▶ [Text extract]:
-- begin --

Lillian's Apple Cake

This Danish apple and cinnamon cake is a breeze to make and simply delicious.
Course teatime
Cuisine Danish
Prep Time 15 minutes
Cook Time 35 minutes
Servings 8 -10
Author Camilla Hawkins

Equipment

  • 1 apple corer optional
  • 1 Wooden chopping board
  • 1 small kitchen knife
  • 1 Digital scale
  • 1 sieve
  • 1 large mixing bowl
  • 1 medium size bowl (for sieving the flour)
  • 1 Electric whisk (or cake mixer)
  • 1 21 cm loose-bottomed cake tin
  • 1 Set of measuring spoons

Ingredients

  • 150 g / 6oz plain flour
  • 150 g / 6oz softened butter or margarine
  • 75 g / 3oz soft brown sugar (Muscovado)
  • 2 large eggs
  • 2 tsp baking powder
  • 1 tsp cinnamon
  • 2 sweet dessert apples eg Coxes (don't peel) cored, quartered and cut into slim slivers
  • 25 g / 1oz almonds chopped

Instructions

  • Preheat the oven to 200°C, 180°C fan, 390°F, Gas 6.
  • Butter and flour a 21cm loose bottomed baking tin then sprinkle on the chopped almonds.
  • Mix the butter or margarine well with the sugar in a large bowl with an electric whisk (or cake mixer) until creamy.
  • Add the eggs, one at a time. (Don’t worry if the mix splits).
  • Sift the flour and baking powder together and gradually add to the mixture.
  • Finally fold in the apple slivers and cinnamon.
  • Tip mix into the prepared baking tin, firming the mixture into the edge.
  • Bake on the middle shelf of the oven for 35 minutes or until centre springs back to the touch.
  • Allow the cake to sit in the tin for a couple of minutes. Then remove the outer rim, turn cake onto a wire rack and allow to cool fully before serving.

Notes

Will keep fresh for at least 3 days in an airtight container.

-- end --

▶ [Data supplied]:
-- begin --

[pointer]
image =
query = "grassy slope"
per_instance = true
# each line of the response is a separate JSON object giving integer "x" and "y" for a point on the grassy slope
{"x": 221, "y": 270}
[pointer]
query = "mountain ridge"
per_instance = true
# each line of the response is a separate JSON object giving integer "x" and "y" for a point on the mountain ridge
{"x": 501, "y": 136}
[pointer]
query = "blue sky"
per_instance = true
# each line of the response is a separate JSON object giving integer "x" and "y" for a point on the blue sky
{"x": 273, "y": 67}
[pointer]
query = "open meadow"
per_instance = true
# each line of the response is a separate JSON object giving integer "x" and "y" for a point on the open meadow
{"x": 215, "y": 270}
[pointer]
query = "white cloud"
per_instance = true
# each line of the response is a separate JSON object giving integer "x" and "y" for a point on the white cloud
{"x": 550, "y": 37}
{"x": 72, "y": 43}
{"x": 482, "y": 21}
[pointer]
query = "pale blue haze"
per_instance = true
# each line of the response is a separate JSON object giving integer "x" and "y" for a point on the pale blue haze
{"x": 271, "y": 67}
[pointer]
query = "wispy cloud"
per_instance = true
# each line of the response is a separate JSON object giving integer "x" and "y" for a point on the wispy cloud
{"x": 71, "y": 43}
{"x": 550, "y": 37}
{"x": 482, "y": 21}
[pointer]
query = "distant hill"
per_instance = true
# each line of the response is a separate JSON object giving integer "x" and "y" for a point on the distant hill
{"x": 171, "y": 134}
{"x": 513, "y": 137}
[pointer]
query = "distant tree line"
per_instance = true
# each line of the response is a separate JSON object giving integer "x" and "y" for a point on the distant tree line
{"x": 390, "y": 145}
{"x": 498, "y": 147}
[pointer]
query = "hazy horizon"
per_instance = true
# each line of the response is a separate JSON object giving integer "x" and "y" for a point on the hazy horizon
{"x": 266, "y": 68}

-- end --

▶ [Prompt]:
Answer these about the apple cake recipe:
1. What kind of sugar does it use, and how much?
2. For how long and on which oven shelf is the cake baked?
3. How long will the cake keep fresh, and in what?

▶ [Exercise result]:
1. Soft brown sugar (Muscovado), 75 g / 3oz.
2. For 35 minutes, on the middle shelf.
3. At least 3 days, in an airtight container.